(Natural language region descriptions)
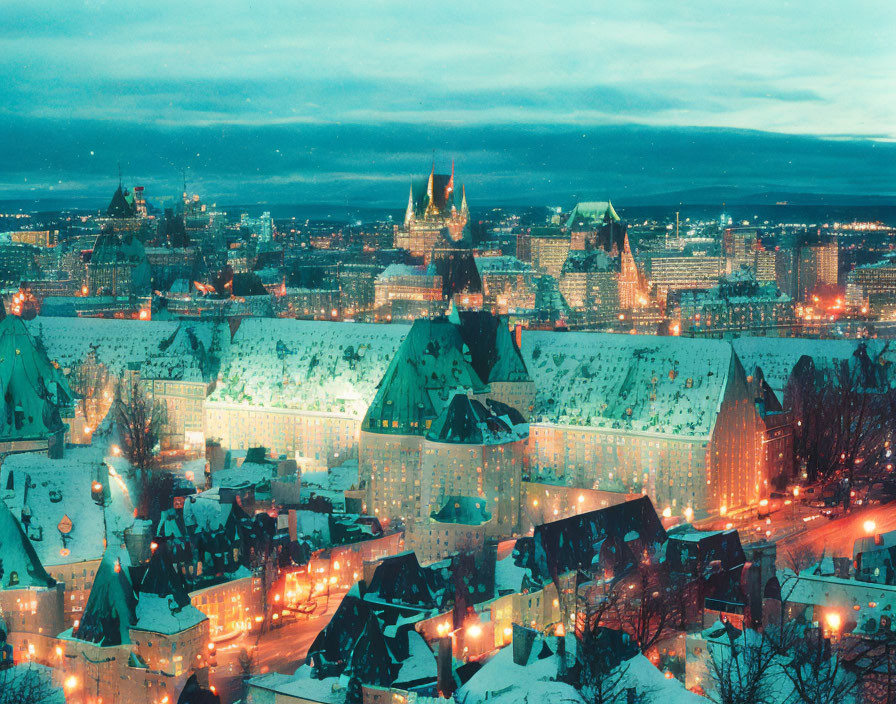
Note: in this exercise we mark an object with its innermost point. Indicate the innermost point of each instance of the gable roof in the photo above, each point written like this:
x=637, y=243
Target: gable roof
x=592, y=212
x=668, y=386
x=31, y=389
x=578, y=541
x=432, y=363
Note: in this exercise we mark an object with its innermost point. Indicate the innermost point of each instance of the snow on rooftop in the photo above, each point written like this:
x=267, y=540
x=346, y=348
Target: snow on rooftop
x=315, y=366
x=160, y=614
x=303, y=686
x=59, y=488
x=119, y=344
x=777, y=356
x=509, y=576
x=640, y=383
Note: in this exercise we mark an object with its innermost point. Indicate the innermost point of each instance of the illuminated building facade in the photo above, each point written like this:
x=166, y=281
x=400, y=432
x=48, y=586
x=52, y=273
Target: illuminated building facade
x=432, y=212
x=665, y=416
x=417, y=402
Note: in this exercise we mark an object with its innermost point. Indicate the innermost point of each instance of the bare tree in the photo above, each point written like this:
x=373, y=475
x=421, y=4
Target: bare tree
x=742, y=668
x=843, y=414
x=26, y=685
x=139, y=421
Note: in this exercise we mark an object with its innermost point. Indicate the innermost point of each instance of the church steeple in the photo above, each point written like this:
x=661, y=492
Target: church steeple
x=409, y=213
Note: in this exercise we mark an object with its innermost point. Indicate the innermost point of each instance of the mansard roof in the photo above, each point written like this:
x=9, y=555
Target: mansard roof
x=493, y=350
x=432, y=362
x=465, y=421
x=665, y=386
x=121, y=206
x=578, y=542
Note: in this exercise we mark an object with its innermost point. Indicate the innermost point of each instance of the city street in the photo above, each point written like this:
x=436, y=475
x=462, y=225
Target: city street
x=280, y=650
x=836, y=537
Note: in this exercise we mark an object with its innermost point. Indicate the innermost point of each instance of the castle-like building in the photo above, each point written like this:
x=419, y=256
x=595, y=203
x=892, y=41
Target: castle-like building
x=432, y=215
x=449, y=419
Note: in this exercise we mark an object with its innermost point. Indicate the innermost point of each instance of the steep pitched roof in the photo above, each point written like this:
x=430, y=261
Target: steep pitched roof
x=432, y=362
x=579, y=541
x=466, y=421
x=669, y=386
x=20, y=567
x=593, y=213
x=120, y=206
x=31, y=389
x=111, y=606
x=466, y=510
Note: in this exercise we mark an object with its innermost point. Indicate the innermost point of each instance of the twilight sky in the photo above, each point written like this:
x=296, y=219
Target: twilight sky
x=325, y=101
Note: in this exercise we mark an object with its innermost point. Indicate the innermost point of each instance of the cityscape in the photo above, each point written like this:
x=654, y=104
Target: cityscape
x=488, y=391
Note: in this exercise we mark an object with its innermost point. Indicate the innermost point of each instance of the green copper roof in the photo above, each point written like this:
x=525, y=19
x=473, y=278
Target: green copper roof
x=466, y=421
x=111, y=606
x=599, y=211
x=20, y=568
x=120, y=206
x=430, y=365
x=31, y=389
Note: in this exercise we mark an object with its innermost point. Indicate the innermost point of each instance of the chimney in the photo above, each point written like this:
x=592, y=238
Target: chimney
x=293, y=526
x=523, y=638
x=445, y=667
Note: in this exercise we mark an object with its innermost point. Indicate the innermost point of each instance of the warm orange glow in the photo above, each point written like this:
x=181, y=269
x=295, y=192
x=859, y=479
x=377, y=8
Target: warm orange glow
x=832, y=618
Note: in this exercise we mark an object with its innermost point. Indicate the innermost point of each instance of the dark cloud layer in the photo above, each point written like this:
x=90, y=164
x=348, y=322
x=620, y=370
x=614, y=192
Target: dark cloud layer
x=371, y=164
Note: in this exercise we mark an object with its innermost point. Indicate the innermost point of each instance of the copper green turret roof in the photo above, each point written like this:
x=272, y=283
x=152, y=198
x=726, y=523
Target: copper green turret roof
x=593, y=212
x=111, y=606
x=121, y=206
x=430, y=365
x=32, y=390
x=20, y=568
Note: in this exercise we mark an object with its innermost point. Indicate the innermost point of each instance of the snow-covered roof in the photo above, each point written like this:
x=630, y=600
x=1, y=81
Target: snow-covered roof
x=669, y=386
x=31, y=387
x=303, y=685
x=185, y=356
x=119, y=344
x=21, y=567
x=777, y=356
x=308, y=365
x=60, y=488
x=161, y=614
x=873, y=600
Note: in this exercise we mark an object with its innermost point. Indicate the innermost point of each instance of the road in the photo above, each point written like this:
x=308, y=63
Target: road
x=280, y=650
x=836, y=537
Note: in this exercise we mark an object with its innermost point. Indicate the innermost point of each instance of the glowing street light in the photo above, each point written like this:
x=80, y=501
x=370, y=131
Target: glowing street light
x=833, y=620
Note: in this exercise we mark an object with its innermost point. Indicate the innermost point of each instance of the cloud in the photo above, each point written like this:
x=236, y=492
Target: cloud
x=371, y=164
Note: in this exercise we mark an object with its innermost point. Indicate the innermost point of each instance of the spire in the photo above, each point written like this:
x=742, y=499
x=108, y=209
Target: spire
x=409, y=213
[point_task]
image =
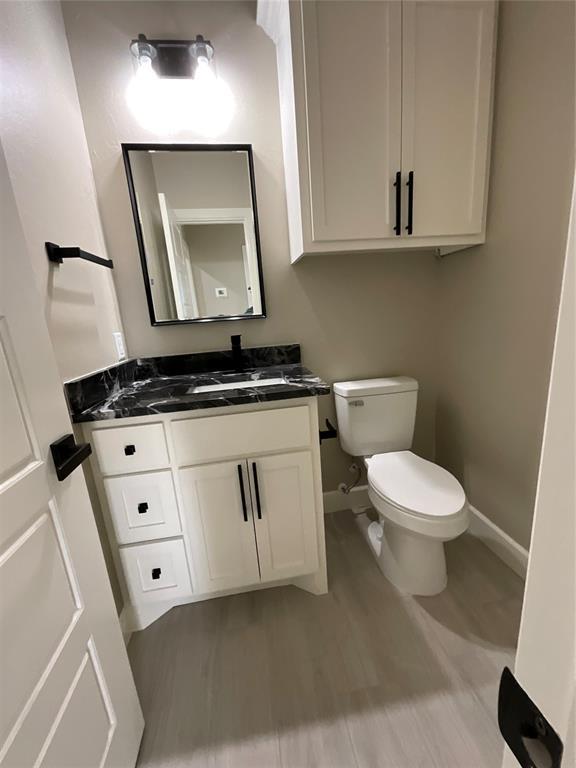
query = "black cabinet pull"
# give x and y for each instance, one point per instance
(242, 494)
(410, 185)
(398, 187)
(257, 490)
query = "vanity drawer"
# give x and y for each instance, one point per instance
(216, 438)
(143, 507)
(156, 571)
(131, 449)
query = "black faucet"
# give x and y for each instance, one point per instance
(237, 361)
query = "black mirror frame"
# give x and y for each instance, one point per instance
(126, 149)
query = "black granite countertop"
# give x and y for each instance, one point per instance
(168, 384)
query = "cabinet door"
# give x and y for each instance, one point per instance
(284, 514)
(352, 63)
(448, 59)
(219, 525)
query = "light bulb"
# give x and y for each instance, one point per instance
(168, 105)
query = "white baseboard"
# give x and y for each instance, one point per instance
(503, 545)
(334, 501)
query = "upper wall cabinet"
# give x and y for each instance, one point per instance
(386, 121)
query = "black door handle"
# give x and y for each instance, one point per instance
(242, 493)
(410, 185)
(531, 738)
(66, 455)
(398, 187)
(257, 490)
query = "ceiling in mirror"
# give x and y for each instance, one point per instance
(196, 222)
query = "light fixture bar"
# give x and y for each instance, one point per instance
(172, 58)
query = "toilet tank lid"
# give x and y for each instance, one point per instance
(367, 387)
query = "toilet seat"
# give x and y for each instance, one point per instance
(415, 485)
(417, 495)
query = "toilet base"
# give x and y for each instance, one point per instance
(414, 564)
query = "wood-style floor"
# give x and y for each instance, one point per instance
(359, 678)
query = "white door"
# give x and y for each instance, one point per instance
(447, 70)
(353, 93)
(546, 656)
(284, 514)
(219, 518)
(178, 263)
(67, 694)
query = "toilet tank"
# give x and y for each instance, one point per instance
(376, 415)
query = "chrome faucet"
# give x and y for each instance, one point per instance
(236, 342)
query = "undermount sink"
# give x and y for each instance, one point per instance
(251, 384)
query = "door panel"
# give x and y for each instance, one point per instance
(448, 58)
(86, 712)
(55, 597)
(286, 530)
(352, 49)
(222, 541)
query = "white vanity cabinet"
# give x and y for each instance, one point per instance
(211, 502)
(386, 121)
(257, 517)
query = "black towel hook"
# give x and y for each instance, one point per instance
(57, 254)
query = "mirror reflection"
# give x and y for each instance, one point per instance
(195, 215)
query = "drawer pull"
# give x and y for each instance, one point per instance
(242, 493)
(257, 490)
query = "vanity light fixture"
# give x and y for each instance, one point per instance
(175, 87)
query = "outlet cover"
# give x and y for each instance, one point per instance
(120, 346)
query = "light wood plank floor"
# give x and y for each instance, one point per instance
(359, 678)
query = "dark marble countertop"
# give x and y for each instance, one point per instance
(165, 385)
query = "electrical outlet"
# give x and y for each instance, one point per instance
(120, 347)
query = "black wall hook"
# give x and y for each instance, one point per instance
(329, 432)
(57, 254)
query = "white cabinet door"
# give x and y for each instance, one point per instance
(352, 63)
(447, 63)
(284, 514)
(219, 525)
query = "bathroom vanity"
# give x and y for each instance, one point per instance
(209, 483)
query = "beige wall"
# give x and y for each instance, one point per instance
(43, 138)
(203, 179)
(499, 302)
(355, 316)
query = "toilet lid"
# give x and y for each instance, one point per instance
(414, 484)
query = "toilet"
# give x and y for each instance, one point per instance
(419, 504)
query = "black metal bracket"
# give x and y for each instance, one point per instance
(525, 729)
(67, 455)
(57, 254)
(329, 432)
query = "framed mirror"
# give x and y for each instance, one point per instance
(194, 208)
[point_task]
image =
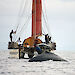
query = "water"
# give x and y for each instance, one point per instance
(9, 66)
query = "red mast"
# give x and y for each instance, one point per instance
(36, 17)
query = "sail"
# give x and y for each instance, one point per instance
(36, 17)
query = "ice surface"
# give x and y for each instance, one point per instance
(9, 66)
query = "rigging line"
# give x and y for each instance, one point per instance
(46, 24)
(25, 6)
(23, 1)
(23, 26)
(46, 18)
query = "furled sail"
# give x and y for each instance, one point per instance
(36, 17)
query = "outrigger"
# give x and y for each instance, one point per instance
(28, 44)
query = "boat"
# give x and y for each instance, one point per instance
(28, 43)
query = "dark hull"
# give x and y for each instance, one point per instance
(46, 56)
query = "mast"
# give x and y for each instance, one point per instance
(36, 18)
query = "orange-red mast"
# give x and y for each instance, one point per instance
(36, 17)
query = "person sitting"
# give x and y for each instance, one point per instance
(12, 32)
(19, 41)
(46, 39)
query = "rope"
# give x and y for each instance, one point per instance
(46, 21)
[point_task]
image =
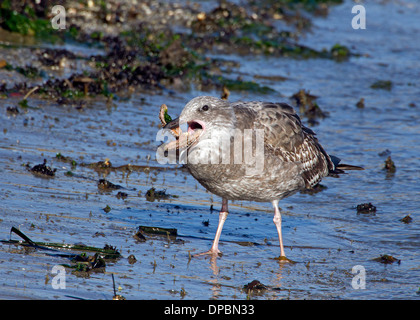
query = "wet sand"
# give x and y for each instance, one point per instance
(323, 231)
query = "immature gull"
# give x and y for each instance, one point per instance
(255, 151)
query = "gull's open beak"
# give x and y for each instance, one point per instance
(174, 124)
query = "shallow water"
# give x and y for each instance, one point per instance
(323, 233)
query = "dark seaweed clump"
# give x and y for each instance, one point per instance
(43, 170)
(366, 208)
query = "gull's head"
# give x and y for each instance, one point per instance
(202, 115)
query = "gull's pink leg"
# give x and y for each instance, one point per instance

- [Problem requirements] Determine how many lines above hold the word "wood", then give only that number.

- [Solution] 2